DO THIS
Lay out everything from the line containing "Given the image above, detect dark" down to the line containing "[0,231,335,669]", both included, as a two-column CSV headed input and output, one line per row. Put each row's text in input and its answer in output, each as a single quoted field with line breaks turned into spaces.

RECORDS FOR THE EXERCISE
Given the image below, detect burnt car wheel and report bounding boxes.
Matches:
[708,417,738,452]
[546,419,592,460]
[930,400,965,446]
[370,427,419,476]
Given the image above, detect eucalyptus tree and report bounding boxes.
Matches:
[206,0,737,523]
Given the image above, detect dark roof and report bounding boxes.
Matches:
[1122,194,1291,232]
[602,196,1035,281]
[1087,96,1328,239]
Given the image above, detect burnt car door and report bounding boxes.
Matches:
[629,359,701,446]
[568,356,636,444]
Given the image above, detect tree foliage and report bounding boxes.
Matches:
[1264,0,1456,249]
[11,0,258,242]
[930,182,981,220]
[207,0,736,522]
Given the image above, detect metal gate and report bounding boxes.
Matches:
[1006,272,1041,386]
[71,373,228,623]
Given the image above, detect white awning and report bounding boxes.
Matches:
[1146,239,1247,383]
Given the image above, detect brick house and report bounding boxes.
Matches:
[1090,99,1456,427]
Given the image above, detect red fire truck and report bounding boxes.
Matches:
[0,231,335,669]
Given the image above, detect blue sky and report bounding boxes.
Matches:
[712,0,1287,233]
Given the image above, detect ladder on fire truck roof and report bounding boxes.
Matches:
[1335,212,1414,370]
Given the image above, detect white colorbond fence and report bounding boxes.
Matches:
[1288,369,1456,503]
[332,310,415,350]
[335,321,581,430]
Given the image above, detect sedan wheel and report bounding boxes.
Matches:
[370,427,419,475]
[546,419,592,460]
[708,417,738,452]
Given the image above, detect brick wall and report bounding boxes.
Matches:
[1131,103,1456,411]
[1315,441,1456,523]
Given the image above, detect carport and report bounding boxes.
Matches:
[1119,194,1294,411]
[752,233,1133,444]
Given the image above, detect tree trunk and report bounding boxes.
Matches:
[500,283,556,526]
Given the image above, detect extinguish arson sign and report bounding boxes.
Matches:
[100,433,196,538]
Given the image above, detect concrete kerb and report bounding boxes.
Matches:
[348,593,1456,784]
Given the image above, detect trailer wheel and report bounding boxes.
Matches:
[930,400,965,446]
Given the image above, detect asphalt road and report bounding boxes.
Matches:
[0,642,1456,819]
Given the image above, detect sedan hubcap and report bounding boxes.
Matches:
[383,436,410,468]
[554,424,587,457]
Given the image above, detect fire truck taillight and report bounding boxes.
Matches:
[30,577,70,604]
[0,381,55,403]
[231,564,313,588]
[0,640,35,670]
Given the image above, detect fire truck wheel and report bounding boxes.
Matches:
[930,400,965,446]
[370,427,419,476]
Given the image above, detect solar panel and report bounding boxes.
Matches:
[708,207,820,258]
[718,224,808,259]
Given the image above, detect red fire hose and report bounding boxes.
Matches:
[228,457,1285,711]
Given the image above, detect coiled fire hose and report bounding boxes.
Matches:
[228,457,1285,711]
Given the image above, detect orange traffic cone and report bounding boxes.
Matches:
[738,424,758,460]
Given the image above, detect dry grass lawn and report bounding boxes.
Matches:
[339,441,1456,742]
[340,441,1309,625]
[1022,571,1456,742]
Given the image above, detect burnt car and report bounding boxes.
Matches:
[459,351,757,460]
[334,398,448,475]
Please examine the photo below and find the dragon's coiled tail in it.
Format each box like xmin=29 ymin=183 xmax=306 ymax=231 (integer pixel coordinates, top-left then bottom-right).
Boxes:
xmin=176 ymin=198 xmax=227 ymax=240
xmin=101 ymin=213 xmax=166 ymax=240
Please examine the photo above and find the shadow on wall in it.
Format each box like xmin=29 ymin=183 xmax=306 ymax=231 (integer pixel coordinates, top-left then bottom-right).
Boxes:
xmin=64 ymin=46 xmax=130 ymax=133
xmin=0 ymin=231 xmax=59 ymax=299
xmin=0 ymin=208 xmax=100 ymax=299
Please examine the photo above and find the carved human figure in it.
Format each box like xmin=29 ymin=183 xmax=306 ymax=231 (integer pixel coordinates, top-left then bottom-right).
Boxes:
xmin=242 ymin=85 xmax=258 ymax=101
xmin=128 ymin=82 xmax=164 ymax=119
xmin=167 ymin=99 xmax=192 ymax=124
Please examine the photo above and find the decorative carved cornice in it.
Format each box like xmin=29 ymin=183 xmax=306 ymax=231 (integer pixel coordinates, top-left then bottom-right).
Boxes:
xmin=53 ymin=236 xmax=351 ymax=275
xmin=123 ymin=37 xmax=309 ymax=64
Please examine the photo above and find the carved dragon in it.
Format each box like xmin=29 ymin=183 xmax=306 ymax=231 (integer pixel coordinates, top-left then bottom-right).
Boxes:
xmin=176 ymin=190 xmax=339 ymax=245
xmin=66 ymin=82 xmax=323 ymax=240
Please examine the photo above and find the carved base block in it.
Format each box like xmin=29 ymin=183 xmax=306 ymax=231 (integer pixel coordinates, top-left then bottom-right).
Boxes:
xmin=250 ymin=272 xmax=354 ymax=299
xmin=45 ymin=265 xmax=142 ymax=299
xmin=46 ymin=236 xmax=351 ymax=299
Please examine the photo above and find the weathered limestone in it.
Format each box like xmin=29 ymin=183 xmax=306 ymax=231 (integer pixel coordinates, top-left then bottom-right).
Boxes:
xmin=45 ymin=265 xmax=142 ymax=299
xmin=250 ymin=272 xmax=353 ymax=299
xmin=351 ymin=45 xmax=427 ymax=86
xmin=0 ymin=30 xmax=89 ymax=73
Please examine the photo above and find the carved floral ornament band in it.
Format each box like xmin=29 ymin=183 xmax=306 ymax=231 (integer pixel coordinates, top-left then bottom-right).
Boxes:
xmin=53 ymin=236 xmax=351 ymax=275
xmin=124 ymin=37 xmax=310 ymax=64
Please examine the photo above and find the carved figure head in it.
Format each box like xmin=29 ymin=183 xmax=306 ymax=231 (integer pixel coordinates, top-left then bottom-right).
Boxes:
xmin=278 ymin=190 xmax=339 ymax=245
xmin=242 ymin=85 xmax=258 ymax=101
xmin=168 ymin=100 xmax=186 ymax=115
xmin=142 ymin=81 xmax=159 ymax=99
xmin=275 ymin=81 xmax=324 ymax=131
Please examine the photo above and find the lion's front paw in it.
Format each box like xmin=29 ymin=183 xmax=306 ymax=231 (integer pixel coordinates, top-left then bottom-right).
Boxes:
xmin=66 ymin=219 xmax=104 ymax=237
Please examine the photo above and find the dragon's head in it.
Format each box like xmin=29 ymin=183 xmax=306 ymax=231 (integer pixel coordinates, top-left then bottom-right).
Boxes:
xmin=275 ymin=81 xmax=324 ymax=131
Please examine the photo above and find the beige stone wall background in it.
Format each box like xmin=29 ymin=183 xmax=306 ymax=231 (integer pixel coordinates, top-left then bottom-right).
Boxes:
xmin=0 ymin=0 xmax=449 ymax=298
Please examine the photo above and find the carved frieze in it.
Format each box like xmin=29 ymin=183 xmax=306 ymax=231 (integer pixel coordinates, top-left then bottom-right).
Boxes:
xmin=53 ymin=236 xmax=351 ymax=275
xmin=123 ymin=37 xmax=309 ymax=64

==

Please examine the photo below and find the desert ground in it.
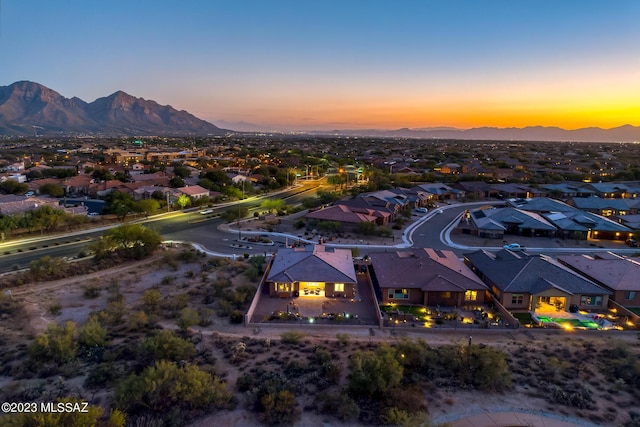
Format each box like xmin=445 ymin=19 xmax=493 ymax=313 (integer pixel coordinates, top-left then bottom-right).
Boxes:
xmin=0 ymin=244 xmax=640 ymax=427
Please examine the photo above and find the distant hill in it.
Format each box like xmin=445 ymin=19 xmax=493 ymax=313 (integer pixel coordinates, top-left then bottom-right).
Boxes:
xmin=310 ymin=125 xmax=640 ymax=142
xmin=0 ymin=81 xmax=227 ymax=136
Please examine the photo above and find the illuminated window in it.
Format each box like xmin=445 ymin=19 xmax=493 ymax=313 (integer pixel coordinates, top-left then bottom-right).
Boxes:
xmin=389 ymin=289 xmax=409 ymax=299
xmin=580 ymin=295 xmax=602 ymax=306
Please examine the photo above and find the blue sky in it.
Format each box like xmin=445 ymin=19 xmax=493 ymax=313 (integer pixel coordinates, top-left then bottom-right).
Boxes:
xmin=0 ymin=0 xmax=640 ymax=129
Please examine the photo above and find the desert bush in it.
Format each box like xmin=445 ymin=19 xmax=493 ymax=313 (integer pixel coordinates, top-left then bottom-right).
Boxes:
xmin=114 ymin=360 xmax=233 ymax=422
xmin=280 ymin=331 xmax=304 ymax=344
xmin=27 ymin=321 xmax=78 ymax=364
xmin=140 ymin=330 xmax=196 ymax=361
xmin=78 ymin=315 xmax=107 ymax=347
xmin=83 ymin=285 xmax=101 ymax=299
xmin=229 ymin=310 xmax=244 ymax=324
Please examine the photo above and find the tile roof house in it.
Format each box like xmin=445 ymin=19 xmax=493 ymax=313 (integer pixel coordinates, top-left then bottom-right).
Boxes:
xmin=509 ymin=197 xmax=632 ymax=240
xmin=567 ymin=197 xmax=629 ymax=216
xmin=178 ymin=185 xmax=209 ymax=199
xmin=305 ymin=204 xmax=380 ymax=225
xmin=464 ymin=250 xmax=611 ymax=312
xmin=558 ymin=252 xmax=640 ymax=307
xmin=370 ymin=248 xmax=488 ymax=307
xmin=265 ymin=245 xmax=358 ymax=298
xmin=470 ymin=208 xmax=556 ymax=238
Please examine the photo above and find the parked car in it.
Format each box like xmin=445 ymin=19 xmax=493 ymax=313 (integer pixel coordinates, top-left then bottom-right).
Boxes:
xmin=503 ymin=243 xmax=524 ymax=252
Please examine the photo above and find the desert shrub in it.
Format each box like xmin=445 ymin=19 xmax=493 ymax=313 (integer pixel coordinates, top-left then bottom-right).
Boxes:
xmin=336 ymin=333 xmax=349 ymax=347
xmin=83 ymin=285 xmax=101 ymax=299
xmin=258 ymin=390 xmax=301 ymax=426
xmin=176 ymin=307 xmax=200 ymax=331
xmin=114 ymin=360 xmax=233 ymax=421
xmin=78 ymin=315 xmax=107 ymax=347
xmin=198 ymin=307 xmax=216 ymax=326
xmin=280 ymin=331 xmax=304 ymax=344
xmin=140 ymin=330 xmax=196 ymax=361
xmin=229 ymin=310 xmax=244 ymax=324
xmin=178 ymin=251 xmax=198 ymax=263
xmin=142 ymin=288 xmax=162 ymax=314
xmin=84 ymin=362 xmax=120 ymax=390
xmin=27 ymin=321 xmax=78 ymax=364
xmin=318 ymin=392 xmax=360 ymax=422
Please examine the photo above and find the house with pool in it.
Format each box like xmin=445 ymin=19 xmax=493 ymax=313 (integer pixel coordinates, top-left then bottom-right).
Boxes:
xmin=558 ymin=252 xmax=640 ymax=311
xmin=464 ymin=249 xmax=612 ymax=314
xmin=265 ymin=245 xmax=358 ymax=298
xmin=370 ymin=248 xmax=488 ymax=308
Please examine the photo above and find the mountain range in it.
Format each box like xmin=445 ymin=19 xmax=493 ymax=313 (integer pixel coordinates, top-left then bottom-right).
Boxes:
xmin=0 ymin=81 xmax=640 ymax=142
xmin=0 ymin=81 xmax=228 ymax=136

THE REPLY
input,output
"Given the image above, detect dark roof and report bounding boxes. Matches:","[1122,194,1291,232] [602,196,1035,281] [1087,96,1328,239]"
"Given the image above, detect burnt car door and report bounding boxes. Matches:","[629,359,701,446] [568,356,636,444]"
"Given the image above, detect tree foliage and report bounding boxes. Matches:","[1264,0,1456,249] [11,0,258,242] [930,182,981,220] [207,0,736,522]"
"Given the image above, detect metal gate and report bounding boxes. Matches:","[1006,272,1041,386] [71,373,228,623]"
"Given the image above, detect white awning and report bounding boxes. Matches:","[1146,239,1247,383]"
"Given the image above, detect brick house and report bounding boxes. Matches:","[1090,99,1456,427]"
"Given the image above, detect red fire truck and report bounding boxes. Matches:","[0,231,335,669]"